◆ **Aim of the exercise**
Nothing in the records may be dropped or altered when you repeat them.

◆ **The data**
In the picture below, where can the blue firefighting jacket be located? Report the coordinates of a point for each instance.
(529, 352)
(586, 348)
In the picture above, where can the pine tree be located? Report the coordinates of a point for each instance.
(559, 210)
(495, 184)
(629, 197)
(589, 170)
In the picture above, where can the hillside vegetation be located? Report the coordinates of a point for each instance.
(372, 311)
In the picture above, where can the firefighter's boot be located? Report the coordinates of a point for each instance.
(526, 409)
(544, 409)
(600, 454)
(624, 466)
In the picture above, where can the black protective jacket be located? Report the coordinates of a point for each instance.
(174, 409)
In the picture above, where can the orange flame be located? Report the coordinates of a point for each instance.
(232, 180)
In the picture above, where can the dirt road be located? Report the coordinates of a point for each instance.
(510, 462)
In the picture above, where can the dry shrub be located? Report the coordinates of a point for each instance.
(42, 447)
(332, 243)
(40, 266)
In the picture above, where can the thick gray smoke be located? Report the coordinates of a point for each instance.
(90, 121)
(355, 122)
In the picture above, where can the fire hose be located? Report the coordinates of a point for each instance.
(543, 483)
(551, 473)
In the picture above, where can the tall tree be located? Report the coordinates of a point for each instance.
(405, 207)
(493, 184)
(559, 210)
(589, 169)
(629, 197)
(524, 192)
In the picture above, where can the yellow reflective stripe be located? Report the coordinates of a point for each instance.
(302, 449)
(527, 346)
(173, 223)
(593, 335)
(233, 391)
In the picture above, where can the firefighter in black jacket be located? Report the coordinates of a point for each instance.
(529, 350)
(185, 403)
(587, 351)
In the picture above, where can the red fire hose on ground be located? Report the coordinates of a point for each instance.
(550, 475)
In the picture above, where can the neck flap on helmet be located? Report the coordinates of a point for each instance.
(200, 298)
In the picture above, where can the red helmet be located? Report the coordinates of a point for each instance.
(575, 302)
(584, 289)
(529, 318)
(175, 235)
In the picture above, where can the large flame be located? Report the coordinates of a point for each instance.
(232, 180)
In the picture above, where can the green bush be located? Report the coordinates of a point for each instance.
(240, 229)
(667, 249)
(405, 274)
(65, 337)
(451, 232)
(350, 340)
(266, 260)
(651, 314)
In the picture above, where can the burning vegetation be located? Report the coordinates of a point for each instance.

◆ **Solution to the problem**
In the picture below, where can the blue firefighting jacket be located? Report the coordinates of a point for each instance.
(529, 352)
(586, 348)
In the picture above, where can the pine tree be located? Report the coordinates of a point for each instance.
(559, 210)
(495, 184)
(629, 197)
(589, 170)
In the picture above, where can the hillside vegetation be located? Report the coordinates of a point for each instance.
(372, 311)
In the picture above, where can the firefighter's boot be located? Report the coordinates of a point for each instance.
(526, 409)
(544, 409)
(600, 454)
(624, 466)
In the picture above, where can the black protective jacket be located? Report the coordinates of a point for each instance.
(174, 409)
In the picture above, where can the orange flame be located? Report the coordinates of a point for each instance.
(232, 180)
In the picture above, where can the dirt road be located? Report the coordinates of a point for each instance.
(510, 462)
In the picture above, where can the dry shrub be located? Report the coordinates of a point for each instance.
(42, 447)
(332, 243)
(40, 266)
In the picture above, where can the thick gray smoke be located? Report the coordinates of a point for each instance.
(90, 121)
(355, 122)
In the picture above, where can the fire hose be located? Report the coordinates of a point for each instance.
(543, 483)
(551, 473)
In the picture above, where can the tall tree be located? Report the coordinates of a point for each instance.
(405, 207)
(493, 184)
(559, 210)
(589, 169)
(629, 197)
(524, 192)
In the picture above, where can the yellow reflective stripe be located? Report the coordinates of a point for each instance.
(302, 449)
(527, 346)
(173, 223)
(593, 335)
(233, 391)
In the picture above, where can the firefighter in black jacket be located? Report the coordinates of a point for each instance.
(529, 350)
(185, 403)
(587, 351)
In the picture above, where can the red fire hose on ground be located? Report the coordinates of a point for each instance.
(550, 475)
In the picture above, where can the neck flap on helmet be located? Report the coordinates of a point for each instance.
(200, 298)
In the picture above, where can the red helmet be located? Report the coordinates of a point for each instance.
(575, 302)
(584, 289)
(529, 318)
(175, 235)
In the picture above, where can the large flame be located? Report the coordinates of a point for each instance.
(232, 180)
In the picture above, where can the green bush be located? Report the coordinates of a point for each instance.
(240, 229)
(667, 249)
(405, 274)
(65, 337)
(451, 232)
(350, 340)
(266, 260)
(651, 314)
In the picture above, where can the burning vegetation be located? Report the coordinates of a point for each instance.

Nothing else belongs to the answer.